-- Start Working data --
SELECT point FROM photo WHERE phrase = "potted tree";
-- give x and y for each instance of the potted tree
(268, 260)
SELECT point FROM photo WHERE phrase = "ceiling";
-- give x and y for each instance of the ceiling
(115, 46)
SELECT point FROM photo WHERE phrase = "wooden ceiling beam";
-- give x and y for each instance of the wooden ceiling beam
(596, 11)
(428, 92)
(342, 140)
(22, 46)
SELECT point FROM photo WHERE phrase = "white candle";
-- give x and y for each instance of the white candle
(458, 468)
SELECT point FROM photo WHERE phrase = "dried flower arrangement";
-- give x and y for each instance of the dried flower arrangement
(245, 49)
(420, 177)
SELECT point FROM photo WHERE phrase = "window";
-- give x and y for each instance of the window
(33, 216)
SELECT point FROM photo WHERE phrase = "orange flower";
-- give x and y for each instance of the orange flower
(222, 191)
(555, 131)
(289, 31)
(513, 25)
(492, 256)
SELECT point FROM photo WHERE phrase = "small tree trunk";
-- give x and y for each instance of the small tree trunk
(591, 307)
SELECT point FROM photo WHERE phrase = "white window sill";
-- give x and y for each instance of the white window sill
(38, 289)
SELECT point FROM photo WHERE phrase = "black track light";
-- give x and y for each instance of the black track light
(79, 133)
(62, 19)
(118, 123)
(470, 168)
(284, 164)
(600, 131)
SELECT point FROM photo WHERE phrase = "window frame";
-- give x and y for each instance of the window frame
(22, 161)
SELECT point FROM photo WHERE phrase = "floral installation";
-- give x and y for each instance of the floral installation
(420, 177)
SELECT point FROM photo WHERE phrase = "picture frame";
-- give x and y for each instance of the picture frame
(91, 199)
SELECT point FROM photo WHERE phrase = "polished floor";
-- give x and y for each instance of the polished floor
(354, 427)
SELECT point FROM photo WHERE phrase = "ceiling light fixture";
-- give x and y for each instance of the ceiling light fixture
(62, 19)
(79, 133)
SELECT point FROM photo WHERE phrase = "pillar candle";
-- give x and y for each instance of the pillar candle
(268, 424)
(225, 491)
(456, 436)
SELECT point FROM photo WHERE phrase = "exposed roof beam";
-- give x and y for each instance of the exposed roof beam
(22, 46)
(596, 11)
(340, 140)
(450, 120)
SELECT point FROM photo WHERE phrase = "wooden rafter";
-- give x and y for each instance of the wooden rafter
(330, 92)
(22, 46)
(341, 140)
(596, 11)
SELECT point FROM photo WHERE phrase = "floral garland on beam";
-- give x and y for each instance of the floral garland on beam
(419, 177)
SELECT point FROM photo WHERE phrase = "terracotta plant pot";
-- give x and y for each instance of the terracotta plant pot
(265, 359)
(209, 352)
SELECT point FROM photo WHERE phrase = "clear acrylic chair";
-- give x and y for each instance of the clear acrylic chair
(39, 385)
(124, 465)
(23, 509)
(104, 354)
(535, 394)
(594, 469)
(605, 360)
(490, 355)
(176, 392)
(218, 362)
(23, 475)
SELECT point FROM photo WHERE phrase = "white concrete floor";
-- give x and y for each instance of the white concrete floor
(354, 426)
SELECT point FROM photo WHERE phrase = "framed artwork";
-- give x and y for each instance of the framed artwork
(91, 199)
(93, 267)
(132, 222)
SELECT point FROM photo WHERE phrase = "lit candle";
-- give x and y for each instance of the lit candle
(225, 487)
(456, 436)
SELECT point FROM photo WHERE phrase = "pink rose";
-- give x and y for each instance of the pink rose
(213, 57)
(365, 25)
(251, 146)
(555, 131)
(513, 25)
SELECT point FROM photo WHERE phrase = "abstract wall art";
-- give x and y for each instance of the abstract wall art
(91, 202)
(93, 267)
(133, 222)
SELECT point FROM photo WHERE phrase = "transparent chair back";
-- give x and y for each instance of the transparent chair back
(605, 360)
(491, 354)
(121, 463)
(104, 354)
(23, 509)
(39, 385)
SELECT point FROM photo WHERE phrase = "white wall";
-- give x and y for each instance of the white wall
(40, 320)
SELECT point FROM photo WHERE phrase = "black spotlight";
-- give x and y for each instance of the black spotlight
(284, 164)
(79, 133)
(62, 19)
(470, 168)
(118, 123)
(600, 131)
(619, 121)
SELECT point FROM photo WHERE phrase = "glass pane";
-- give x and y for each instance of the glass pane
-- End Working data --
-- Start Working data --
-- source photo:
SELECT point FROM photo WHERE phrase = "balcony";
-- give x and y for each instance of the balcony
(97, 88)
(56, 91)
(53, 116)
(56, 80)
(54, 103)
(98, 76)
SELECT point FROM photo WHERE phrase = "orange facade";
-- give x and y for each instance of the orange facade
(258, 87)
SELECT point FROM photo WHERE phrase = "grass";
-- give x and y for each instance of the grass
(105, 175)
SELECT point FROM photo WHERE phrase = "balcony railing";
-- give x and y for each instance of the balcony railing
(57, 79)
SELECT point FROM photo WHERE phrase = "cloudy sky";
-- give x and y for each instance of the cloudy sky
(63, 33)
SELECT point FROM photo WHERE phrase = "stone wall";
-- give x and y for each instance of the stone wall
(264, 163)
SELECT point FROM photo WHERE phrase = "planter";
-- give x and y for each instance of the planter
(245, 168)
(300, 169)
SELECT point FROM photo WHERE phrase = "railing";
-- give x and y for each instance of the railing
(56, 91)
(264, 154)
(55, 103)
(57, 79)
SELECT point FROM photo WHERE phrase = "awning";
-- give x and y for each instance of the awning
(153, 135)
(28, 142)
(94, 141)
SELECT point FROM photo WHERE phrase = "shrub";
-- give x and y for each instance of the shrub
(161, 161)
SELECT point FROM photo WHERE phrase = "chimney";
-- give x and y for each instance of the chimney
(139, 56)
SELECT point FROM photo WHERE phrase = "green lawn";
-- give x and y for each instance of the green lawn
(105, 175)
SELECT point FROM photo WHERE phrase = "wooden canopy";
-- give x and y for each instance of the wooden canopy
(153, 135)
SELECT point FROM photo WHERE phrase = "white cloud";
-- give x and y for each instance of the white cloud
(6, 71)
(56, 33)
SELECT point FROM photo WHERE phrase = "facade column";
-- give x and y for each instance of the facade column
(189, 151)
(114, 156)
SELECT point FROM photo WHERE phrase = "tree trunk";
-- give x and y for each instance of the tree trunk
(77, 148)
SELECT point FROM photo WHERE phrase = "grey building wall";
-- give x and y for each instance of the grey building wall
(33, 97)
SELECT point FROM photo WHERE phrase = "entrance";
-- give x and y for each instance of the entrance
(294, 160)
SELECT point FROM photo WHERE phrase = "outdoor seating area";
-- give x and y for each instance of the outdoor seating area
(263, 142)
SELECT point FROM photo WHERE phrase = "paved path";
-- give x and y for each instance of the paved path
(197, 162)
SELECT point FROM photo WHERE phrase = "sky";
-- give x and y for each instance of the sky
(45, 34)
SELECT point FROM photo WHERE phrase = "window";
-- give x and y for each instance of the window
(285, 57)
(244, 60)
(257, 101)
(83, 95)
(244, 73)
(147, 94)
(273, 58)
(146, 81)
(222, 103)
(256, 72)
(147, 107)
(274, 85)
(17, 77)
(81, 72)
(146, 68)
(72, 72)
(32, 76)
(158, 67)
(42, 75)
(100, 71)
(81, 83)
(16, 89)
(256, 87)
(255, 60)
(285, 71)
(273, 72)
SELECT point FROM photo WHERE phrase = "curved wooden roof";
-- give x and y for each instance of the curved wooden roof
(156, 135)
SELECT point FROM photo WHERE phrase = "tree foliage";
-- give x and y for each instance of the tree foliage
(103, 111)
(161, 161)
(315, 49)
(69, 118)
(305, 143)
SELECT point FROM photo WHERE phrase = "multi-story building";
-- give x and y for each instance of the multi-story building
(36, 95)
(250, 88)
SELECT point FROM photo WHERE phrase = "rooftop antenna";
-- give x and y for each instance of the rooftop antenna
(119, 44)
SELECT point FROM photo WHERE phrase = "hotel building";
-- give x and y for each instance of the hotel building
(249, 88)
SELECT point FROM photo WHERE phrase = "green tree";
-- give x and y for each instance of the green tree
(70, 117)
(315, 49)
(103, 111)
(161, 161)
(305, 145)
-- End Working data --
-- Start Working data --
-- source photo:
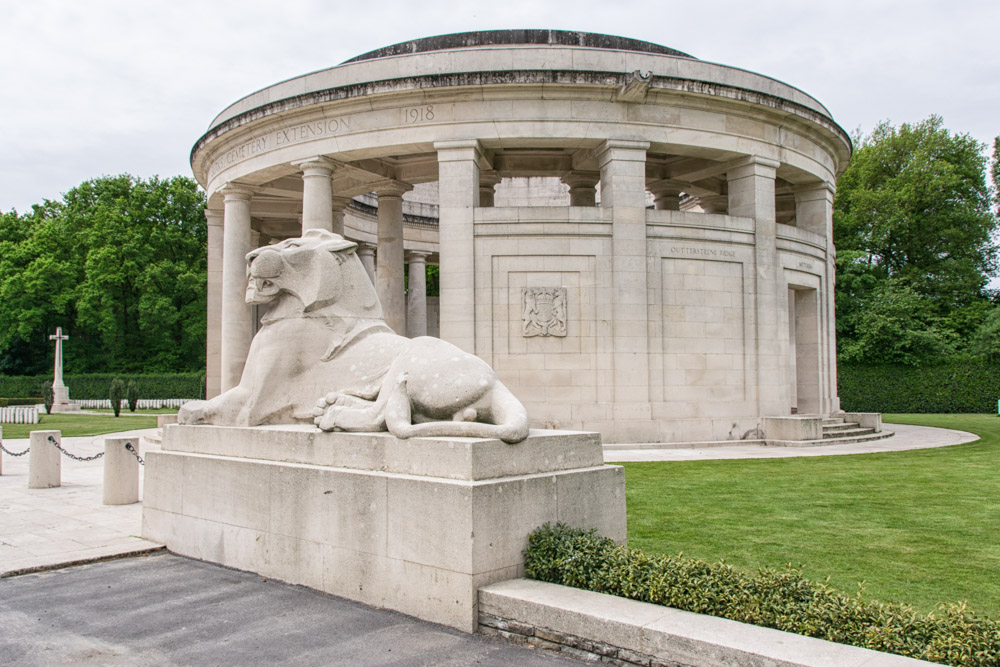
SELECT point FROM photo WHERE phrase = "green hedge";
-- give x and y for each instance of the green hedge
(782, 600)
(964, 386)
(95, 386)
-- End Working data --
Written instruction:
Could you pull out every row above that contains the word "small" and copy each one in full?

Expected answer:
SELECT point FROM photo WHERE phrase = "small tree trunk";
-- give x and y for each instance of the small tree trunk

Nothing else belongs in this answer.